→ **Task directions**
Pictures stay out of the copy; restate everything else in the material exactly.

• • • • •

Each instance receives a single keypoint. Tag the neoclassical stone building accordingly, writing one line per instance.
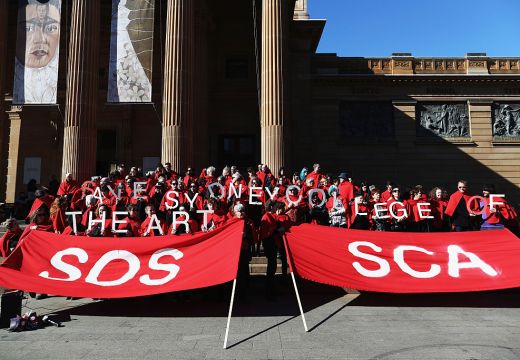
(240, 82)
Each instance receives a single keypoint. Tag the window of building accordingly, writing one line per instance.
(237, 150)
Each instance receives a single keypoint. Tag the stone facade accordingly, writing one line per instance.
(413, 120)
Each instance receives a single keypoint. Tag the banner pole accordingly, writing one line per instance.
(289, 259)
(229, 314)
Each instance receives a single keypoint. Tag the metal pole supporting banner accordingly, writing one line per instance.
(230, 311)
(289, 259)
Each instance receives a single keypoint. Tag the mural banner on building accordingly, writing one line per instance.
(116, 267)
(37, 52)
(131, 49)
(402, 262)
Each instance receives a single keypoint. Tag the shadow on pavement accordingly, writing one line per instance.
(214, 302)
(508, 298)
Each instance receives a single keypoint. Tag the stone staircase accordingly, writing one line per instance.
(258, 266)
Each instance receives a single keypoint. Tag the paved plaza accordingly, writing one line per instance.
(343, 325)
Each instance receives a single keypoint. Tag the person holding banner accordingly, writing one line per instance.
(102, 225)
(438, 206)
(272, 227)
(37, 50)
(249, 230)
(131, 223)
(497, 213)
(152, 225)
(458, 206)
(68, 186)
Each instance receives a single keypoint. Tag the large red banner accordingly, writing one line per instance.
(122, 267)
(406, 262)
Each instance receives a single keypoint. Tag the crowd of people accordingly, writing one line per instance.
(130, 203)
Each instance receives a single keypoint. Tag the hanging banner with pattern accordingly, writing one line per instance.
(131, 49)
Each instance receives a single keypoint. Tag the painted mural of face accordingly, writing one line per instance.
(41, 27)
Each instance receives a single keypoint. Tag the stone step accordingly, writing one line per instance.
(260, 269)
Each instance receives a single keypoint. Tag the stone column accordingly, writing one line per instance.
(272, 112)
(4, 13)
(79, 142)
(14, 149)
(177, 117)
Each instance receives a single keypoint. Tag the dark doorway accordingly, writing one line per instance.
(106, 150)
(237, 150)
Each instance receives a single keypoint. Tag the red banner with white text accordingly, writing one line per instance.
(406, 262)
(122, 267)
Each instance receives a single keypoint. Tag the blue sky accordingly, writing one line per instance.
(424, 28)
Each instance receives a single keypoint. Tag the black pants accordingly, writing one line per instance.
(243, 275)
(271, 253)
(459, 228)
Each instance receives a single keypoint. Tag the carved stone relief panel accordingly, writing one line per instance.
(506, 120)
(449, 120)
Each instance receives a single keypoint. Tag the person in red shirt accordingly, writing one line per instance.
(68, 186)
(387, 194)
(103, 226)
(438, 206)
(359, 213)
(345, 187)
(415, 222)
(42, 200)
(189, 176)
(457, 208)
(146, 229)
(497, 216)
(193, 225)
(57, 213)
(11, 237)
(401, 210)
(272, 227)
(39, 221)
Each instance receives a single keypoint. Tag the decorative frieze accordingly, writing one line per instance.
(449, 120)
(366, 119)
(506, 120)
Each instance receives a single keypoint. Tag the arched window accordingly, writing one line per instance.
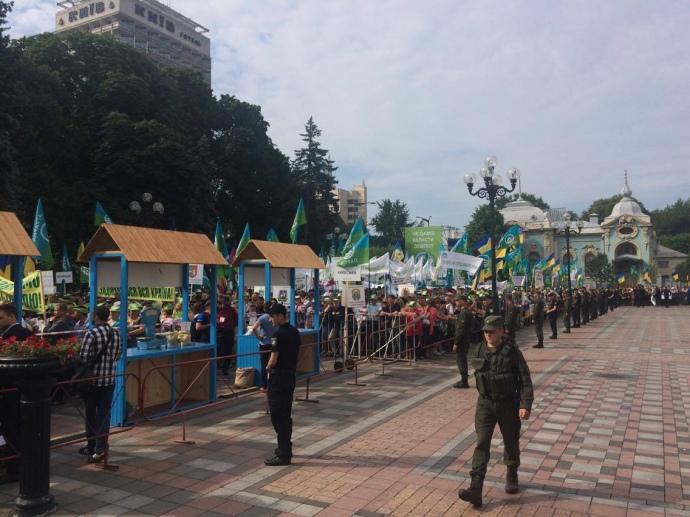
(588, 259)
(626, 248)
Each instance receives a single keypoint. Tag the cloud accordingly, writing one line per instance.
(411, 95)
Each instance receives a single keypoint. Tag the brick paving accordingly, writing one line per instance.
(609, 435)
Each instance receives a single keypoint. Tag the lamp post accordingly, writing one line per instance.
(492, 190)
(149, 208)
(567, 228)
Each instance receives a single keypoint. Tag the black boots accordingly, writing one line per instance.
(511, 481)
(474, 493)
(462, 383)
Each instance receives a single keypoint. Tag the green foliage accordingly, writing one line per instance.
(314, 173)
(683, 270)
(672, 220)
(603, 207)
(680, 242)
(480, 224)
(390, 221)
(535, 200)
(600, 270)
(100, 121)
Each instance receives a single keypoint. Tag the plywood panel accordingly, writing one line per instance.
(13, 238)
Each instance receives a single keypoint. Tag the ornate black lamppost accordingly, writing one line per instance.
(146, 213)
(569, 227)
(492, 189)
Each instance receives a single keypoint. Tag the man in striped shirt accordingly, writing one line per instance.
(101, 349)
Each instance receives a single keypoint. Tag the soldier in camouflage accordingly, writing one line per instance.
(505, 398)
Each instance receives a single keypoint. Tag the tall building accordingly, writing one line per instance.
(626, 236)
(164, 35)
(352, 203)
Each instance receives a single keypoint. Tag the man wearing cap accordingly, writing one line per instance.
(538, 318)
(505, 398)
(463, 336)
(281, 368)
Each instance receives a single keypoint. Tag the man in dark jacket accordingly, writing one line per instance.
(505, 398)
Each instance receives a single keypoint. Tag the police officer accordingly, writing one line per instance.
(281, 368)
(566, 311)
(463, 337)
(538, 318)
(505, 398)
(511, 316)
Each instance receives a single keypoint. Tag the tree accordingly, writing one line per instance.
(604, 206)
(600, 270)
(313, 170)
(673, 219)
(480, 224)
(390, 221)
(535, 200)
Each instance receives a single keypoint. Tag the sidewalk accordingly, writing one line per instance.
(609, 435)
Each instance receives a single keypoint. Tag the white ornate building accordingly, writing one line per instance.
(625, 235)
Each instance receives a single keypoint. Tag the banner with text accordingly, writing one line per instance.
(426, 239)
(32, 294)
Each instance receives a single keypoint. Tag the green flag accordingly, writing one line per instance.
(66, 266)
(300, 220)
(358, 254)
(40, 236)
(83, 271)
(244, 240)
(355, 235)
(100, 216)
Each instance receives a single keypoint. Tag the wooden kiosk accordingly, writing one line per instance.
(17, 245)
(268, 264)
(128, 258)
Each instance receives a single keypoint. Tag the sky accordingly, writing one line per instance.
(413, 95)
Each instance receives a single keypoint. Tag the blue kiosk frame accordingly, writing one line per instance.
(126, 246)
(267, 257)
(17, 245)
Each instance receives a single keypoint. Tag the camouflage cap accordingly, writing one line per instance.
(493, 323)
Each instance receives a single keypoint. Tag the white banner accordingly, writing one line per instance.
(538, 278)
(196, 274)
(354, 297)
(460, 261)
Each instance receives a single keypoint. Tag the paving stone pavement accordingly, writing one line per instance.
(609, 435)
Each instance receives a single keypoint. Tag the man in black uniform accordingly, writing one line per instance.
(281, 382)
(505, 397)
(9, 401)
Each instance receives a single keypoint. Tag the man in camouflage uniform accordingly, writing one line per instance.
(538, 318)
(463, 337)
(505, 398)
(511, 316)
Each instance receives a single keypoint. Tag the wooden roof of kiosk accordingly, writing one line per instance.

• • • • •

→ **Reply**
Each instance receives a single keypoint. Tag the neoclassical stone building accordingly, writing one line per instance.
(240, 82)
Each instance receives a single keypoint. Tag the window of building accordingly, writing one line per instance.
(237, 150)
Each instance receives a single keypoint. Tag the stone facade accordingly, writing one line per instance.
(413, 120)
Each instance receives a single keypoint. Tag the banner pole accordingly, writing one line per instance.
(289, 259)
(229, 314)
Each instance receives a single keypoint. Tag the metal pole supporting banner accordingly, writing one line per instance.
(230, 311)
(289, 259)
Each instance receives a single keypoint. Tag the mural banner on building accordingly, writing one line per instance.
(116, 267)
(37, 52)
(131, 49)
(402, 262)
Each instance receives a single keypoint. Tag the shadow on pavement accordingly, writing one line per instance.
(214, 302)
(508, 298)
Each instance receives a single keypoint. Tag the stone staircase accordingly, writing one line per instance.
(258, 266)
Each instance receives a single keypoint. Tag the paved plaza accordingly, writing one line per instance.
(343, 325)
Each instance receives a single keypoint. Tag the person holding banner accordingly, writing one line per instance.
(102, 225)
(438, 206)
(272, 227)
(37, 50)
(249, 230)
(131, 223)
(497, 213)
(152, 225)
(458, 206)
(68, 186)
Each instance receives a single keypoint. Tag the large red banner accordingly, writing one line per instance.
(122, 267)
(406, 262)
Each instance receives a single keypoint. Tag the crowd of people accordingly, writing one line per instance.
(130, 203)
Each instance receives a single keypoint. Tag the hanging banner with pattern accordingly, writing one line per instance.
(131, 49)
Each instance receives a single keypoint. Tag the painted mural of face accordingly, writing one line per instance.
(41, 27)
Each instance receives a single keypoint. Tag the stone step accordingly, writing one line per instance.
(260, 269)
Each instance receives a single keypoint. Tag the stone column accordingly, writing one line per instance.
(272, 112)
(4, 13)
(79, 142)
(14, 149)
(177, 117)
Each instance receives a single keypoint. Tag the dark doorway accordingly, writing one line per instance.
(106, 150)
(237, 150)
Each instance receives a single keypoint. Tag the red banner with white text accordingly, writing one line per instance.
(406, 262)
(122, 267)
Each instance receives a single keypoint. Tag the blue sky accordingly, writing one line per instance.
(424, 28)
Each instance receives a single keypoint. Tag the black pants accordingly, writing one line per instance.
(243, 275)
(271, 253)
(459, 228)
Each instance receives a single keypoint. Tag the carved stone relief panel accordingly, writing one line per instance.
(506, 120)
(449, 120)
Each instance receives a single keypoint. Tag the person in red shirt accordingly, writing one line per instance.
(68, 186)
(387, 194)
(103, 226)
(438, 206)
(359, 213)
(345, 187)
(415, 222)
(42, 200)
(189, 176)
(457, 208)
(146, 229)
(497, 216)
(193, 225)
(57, 213)
(11, 237)
(401, 210)
(272, 227)
(39, 221)
Each instance receives a single keypoint. Tag the decorative frieze accordingly, writing one line per instance.
(449, 120)
(366, 119)
(506, 120)
Each instance receives a single keypoint. Tag the arched window accordingly, writing one line per instance.
(588, 259)
(626, 248)
Each instance receives a single keypoint. Tag the cloud accordingly, writing one line per instance.
(411, 95)
Each instance receives a single keypoint. Tag the brick paving accordingly, writing one line per instance.
(609, 435)
Each instance receives a single keypoint. Tag the lamp post accordingly, writing one line per instance.
(492, 190)
(149, 208)
(567, 228)
Each instance receives a single keypoint. Tag the black boots accordingly, writing one line per instance.
(511, 481)
(474, 493)
(462, 383)
Each instance receives a single keypoint. Tag the green foliage accordingly, writing one line per instance.
(314, 173)
(683, 270)
(672, 220)
(603, 207)
(680, 242)
(480, 224)
(390, 221)
(535, 200)
(600, 270)
(100, 121)
Each instance receives a single keypoint. Tag the plywood panel accordingly, writing one line per instance.
(13, 238)
Each instance receives a single keypoint. Tag the ornate black lamppost accordingly, writing one line per instance.
(146, 213)
(569, 227)
(492, 189)
Each instance receives a single keypoint. Tag the man in striped shirt accordingly, writing one line per instance.
(101, 349)
Each instance receives a single keypoint. Tag the soldier in camouflage accordingly, writing one line per instance.
(505, 398)
Each instance receives a single keypoint. Tag the tall building accordingly, writing one line per instance.
(626, 236)
(164, 35)
(352, 203)
Each instance receives a single keypoint. Tag the man wearing cap accordingly, writing one line per instance.
(538, 318)
(505, 398)
(463, 336)
(281, 368)
Each instance receives a single keypoint. Tag the man in dark jacket accordingly, writing one line per instance.
(505, 398)
Each instance receives a single keypoint. Tag the police officer accordingly, writing one line per instance.
(281, 368)
(566, 311)
(463, 337)
(538, 318)
(505, 398)
(511, 316)
Each instance receives a single keypoint. Tag the tree accordingly, writing one line per instance.
(604, 206)
(600, 270)
(313, 170)
(673, 219)
(480, 224)
(390, 221)
(535, 200)
Each instance receives a single keypoint. Tag the sidewalk accordingly, writing one line per instance.
(609, 435)
Each instance receives a single keypoint. Tag the white ornate building accordingly, writing one line per instance.
(625, 235)
Each instance receives a single keypoint. Tag the banner with text accordingly, writing one line per instance.
(426, 239)
(32, 294)
Each instance receives a single keypoint. Tag the green flag accordingly, writing one line per instance.
(66, 266)
(300, 220)
(358, 254)
(40, 236)
(83, 271)
(244, 240)
(355, 235)
(100, 216)
Each instance receives a single keypoint. Tag the wooden kiosk accordingly, writing one line per instance.
(17, 245)
(268, 264)
(128, 258)
Each instance receives a single keypoint. Tag the sky accordingly, writing one line per instance.
(413, 95)
Each instance receives a single keypoint. Tag the blue kiosk frame accordingly, writing one line per instance.
(126, 246)
(267, 257)
(17, 245)
Each instance receives a single keypoint. Tag the camouflage cap accordingly, writing one line per instance.
(493, 323)
Each instance receives a single keypoint. Tag the white banner accordingly, writing one line per instance.
(538, 278)
(196, 274)
(354, 297)
(460, 261)
Each instance receives a single keypoint. Tag the paving stone pavement accordingly, writing one line per instance.
(609, 435)
Each instance receives a single keypoint. Tag the man in black uniform accordingly, writing one line per instance.
(281, 382)
(505, 397)
(9, 401)
Each instance receives a single keypoint. Tag the man in camouflage uniform accordingly, writing one line per instance.
(538, 318)
(463, 337)
(505, 398)
(511, 316)
Each instance receives a single keypoint. Tag the wooden roof of kiosk accordingly, writing one line per instance.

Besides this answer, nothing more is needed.